About this exercise: Search the material for lines containing the word "feather", and copy each one.
[Task data]
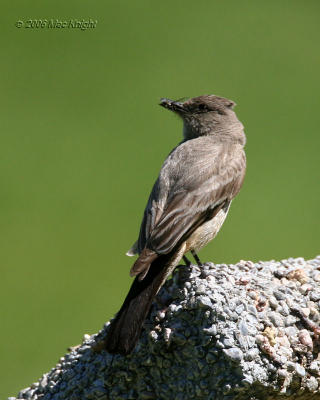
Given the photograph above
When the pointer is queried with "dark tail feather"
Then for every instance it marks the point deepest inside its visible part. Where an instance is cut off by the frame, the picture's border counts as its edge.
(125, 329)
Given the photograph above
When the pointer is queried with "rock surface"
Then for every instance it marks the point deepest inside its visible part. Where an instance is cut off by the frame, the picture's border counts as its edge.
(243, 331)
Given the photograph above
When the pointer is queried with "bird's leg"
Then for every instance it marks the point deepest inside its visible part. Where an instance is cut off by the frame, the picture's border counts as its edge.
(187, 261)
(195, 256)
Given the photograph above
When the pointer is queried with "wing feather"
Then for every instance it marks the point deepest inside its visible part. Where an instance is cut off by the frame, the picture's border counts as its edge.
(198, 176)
[/Task data]
[Task data]
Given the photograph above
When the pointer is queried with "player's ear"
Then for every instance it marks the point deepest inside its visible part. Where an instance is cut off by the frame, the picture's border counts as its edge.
[/Task data]
[Task data]
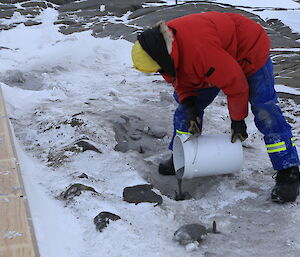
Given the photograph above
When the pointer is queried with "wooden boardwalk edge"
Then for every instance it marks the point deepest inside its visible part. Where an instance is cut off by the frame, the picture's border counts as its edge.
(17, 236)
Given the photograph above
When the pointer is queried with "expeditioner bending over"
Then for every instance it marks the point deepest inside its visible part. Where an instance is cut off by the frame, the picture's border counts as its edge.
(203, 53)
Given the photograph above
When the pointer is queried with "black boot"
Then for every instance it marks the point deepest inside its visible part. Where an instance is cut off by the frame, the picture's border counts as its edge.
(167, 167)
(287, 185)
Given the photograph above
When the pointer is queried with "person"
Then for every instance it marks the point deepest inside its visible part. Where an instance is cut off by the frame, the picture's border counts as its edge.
[/Task data]
Solution to this task:
When the pointer is queried with "dark tail feather"
When the pointer is queried with "wing feather"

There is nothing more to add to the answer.